◆ Yapılacak İş: Aşağıdaki, yapılı çevrede detay tasarımına yönelik kamu politikası metnini son maddeden sonra kaldığı yerden sürdürün.

◆ Makale:
Yapılı çevremizde DETAY TASARIMLARINI GELİŞTİRMEK için, KAMU POLİTİKASI:

  • Genç, yaşlı ve özürlü kişilerin ergonomik ihtiyaçları yalnızca ıslak hacimlerde değil, yapının tümünde gereğince dikkate alınmalıdır. (bir yy politikası olabilmesi için, bunun tek yapıdan çok kentsel mekanlar için yeniden formülasyonu gerek)
  • En yüksek standartlarda teknik performans elde edilmesine çalışılırken, bir yandan da kültürel ve bölgesel çeşitliliklerden gurur duyulmasını teşvik etmek için yerel yapı elemanlarının ve malzemelerinin kullanımı teşvik edilmelidir. (yerel malzeme kullanımı teşviki çok önemli bir yerel politika olabilir, ama bunu, yerel/vernecular mimari, bölgesel kimlik vb gibi ögelerle desteklemek gerek. Ancak dikkat edilmesi gereken husus, bütün mimarları –Keçiören Belediyesi’nde yapıldığı gibi- yapay kalıplara yönlendirmemek ve mahkum etmemek olmalı. Bu nedenle böyle bir politikanın formülasyonunda “çağdaş/modern” deneyimlerin alabildiğine özgürlüğü garantiye alınmalı. Bu tartışmanın anımsattığı gibi, Mimarlar Odasının, yy’lerin mimari tarz /stil ve anlayışlara bu biçimde saldırmasına karşı, mimarları koruma görevi bulunduğu da unutulmamalı.)

(Çıkarılmış veri girdileri)
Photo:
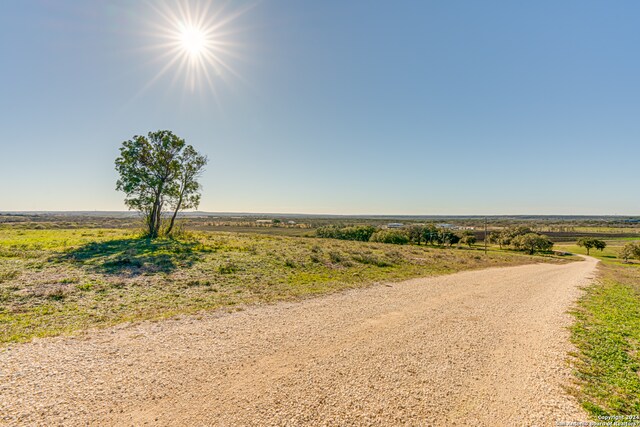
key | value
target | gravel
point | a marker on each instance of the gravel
(477, 348)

◆ Göreve Yanıt:
  • Tüm yapı bileşenleri ve malzemeleri, üretimde, taşımada, kullanımda ve yeniden kullanımda uygunluk açısından değerlendirilmeli; sürdürülebilir malzemelerin imalatı ve kullanılması teşvik edilmelidir.
  • Doğru bir detay tasarımını teşvik eden tasarım ve yapım süreçleri desteklenmelidir. (“doğru detay tasarımı” kavramı tartışmalı bir kavram, ama bu kavram geliştirilebilir ve bu gelişme üzerinden politika formülasyonu mümkün olabilir.)
  • Karar verme süreçlerimiz değiştirilerek, halen tayin edici temel ölçüt olan en düşük maliyetin yerine, gerçek niteliği ve çevresel açıdan uygunluğu tam olarak göz önüne alan daha gelişmiş ölçülerin kullanılması sağlanmalıdır. (Bu politika daha genel olarak ele alınmalı ve kamunun iş yaptırma ve yapılı çevre elde etme düzeneği üzerinde yapılacak politika tartışmalarının bulunduğu bölüme aktarılmalı.)

Yapı

Yapılarımız işlevsel gereksinimlerimizi daha iyi karşılamalı, daha uzun ömürlü ve daha zarif olmalı, daha az enerji kullanmalı ve çevresine ve geçmişimize daha saygılı olmalıdır.

16

Performansta dayanıklılık:

binaların kuru,

enerji tüketimi ve bakım açısından ekonomik,

oldukça uzun ömürlü ve hatasız çalışması

demektir.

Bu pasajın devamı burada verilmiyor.